What the task requires
The answer is to contain only the line containing "Could you point out the rocky shoreline" and the lines after it through the last one, each reproduced exactly as it appears below.

Data shown
==========

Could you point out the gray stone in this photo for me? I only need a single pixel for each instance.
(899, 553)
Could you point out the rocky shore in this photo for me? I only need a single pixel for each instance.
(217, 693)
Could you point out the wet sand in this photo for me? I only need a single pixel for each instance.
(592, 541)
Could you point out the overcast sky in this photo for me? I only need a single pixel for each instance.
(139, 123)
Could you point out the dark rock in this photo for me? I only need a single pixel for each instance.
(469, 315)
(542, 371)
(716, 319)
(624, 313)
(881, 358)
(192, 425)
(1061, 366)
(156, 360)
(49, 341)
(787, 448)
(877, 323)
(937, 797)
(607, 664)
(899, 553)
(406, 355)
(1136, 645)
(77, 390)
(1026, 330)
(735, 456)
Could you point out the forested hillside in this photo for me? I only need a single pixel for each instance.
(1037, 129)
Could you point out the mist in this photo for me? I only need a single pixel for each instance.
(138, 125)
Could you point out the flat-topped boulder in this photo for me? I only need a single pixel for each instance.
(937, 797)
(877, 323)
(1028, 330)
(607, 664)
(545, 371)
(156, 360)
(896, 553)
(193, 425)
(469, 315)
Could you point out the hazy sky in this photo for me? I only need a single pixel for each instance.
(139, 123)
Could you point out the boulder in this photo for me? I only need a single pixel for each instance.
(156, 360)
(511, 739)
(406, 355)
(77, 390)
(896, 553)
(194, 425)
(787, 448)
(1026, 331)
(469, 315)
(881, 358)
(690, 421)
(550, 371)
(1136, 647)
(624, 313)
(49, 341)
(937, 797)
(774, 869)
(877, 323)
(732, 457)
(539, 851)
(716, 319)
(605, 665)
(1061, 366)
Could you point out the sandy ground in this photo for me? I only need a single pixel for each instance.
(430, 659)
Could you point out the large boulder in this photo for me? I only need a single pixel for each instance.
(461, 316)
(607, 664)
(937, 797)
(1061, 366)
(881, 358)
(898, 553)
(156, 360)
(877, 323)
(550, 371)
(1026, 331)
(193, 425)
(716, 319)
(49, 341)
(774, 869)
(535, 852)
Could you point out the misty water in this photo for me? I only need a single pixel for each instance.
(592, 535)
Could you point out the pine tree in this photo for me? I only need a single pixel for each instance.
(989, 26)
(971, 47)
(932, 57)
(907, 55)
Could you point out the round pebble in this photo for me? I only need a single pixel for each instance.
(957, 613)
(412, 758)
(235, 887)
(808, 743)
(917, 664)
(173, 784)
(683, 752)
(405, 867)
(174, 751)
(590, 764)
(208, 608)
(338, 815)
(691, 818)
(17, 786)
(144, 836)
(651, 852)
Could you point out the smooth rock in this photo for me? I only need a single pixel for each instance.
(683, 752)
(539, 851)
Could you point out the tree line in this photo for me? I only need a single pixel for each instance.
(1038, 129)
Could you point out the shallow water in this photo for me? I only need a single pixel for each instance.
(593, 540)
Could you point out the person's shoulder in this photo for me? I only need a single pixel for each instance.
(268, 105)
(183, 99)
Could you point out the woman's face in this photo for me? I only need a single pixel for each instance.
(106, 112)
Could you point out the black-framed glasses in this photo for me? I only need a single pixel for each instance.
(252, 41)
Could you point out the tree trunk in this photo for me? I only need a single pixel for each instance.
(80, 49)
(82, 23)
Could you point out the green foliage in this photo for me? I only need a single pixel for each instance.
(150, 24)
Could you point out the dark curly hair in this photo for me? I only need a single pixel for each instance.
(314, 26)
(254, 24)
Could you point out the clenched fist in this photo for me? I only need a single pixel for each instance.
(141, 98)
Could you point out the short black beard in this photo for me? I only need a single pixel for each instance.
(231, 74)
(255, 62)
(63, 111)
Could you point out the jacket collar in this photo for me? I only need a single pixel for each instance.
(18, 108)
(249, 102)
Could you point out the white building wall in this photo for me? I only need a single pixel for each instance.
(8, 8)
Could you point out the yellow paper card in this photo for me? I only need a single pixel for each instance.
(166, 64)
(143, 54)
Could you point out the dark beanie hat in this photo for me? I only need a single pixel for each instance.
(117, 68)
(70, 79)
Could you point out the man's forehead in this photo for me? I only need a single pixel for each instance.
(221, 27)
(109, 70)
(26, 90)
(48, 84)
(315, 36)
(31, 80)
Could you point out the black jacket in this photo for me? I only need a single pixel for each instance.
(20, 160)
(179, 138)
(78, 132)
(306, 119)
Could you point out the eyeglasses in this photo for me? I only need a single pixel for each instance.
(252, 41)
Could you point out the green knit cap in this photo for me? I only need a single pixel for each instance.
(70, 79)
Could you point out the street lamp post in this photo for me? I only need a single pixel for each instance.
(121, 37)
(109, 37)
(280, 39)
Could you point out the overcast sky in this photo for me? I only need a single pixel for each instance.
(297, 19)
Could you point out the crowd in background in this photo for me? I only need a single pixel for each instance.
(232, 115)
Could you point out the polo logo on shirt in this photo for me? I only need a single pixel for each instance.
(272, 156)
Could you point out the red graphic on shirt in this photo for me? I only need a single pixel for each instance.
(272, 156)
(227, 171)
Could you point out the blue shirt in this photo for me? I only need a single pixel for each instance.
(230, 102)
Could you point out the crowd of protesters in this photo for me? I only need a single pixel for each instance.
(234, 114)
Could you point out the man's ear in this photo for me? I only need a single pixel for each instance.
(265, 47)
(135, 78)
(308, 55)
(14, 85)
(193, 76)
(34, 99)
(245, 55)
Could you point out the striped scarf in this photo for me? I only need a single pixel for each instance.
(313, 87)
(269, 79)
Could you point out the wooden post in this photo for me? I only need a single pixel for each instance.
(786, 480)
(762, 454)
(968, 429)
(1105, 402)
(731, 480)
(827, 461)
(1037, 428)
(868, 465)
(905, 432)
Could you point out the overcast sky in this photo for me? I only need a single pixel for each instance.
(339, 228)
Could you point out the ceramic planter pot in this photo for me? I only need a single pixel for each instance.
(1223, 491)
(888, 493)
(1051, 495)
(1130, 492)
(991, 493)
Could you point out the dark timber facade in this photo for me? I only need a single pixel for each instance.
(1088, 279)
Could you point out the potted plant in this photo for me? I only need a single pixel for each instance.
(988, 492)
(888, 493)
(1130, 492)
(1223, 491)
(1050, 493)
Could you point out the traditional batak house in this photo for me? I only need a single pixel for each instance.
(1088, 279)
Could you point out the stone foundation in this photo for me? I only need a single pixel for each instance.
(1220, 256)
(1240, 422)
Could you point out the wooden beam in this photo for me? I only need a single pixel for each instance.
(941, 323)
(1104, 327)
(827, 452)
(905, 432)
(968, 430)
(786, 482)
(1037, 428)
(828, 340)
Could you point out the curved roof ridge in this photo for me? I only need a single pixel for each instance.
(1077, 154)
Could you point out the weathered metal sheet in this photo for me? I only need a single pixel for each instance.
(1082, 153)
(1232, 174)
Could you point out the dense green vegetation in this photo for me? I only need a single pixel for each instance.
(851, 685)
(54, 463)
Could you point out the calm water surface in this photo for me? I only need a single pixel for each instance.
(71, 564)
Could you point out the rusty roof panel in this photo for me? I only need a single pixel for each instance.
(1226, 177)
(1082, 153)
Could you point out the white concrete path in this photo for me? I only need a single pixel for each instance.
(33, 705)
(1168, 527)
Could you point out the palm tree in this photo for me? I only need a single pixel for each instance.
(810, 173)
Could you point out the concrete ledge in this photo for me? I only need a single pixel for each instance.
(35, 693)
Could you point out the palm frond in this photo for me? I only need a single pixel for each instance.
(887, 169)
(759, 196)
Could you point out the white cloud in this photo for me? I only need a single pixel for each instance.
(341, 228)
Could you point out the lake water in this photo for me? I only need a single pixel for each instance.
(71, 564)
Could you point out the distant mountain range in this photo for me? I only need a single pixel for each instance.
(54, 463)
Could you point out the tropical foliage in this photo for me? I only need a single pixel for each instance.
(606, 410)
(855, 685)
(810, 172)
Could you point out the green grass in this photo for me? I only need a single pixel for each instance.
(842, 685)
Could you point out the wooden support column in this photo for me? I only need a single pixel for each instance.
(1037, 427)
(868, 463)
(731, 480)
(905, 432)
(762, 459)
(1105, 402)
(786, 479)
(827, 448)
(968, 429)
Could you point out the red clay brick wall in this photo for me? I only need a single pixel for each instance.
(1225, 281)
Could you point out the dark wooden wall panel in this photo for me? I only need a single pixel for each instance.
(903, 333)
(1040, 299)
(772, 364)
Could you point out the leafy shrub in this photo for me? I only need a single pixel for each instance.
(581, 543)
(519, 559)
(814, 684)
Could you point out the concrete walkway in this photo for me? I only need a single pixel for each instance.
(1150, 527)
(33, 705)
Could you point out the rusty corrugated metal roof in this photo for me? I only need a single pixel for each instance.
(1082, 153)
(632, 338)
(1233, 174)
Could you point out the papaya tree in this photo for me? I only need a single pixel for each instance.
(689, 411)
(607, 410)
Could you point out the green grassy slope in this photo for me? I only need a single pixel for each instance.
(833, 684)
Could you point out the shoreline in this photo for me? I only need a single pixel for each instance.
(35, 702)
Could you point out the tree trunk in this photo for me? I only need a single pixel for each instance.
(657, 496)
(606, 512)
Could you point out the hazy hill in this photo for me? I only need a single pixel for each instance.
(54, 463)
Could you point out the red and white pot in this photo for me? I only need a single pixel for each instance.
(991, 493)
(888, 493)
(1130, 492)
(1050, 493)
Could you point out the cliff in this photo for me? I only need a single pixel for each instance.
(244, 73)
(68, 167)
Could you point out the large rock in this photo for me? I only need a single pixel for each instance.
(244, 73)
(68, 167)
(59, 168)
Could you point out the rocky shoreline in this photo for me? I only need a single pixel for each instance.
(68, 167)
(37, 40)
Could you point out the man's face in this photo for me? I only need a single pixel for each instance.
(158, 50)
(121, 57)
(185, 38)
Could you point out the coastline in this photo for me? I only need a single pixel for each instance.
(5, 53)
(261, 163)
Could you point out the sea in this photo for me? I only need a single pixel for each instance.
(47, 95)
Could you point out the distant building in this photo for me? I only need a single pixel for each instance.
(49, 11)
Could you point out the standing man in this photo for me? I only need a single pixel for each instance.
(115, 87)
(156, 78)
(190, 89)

==========

Task result
Could you point out the rocky shoreline in this photo for me? I only need a single pixel for each instance.
(68, 167)
(37, 40)
Could you point out the man's face in this photo for me? I only need a single pixel for each instance.
(158, 50)
(121, 57)
(185, 38)
Could you point out the coastline in this photo for me? I only need a single pixel for each instance.
(5, 53)
(261, 163)
Could you point out the sea in this photo for me? I only need a single pixel for each instance.
(47, 95)
Could you point out the distant building in this photo for me? I only need a single pixel for each instance.
(49, 11)
Could you point out the standing man in this photo for me? I only need a single pixel for each instance.
(115, 87)
(156, 78)
(190, 89)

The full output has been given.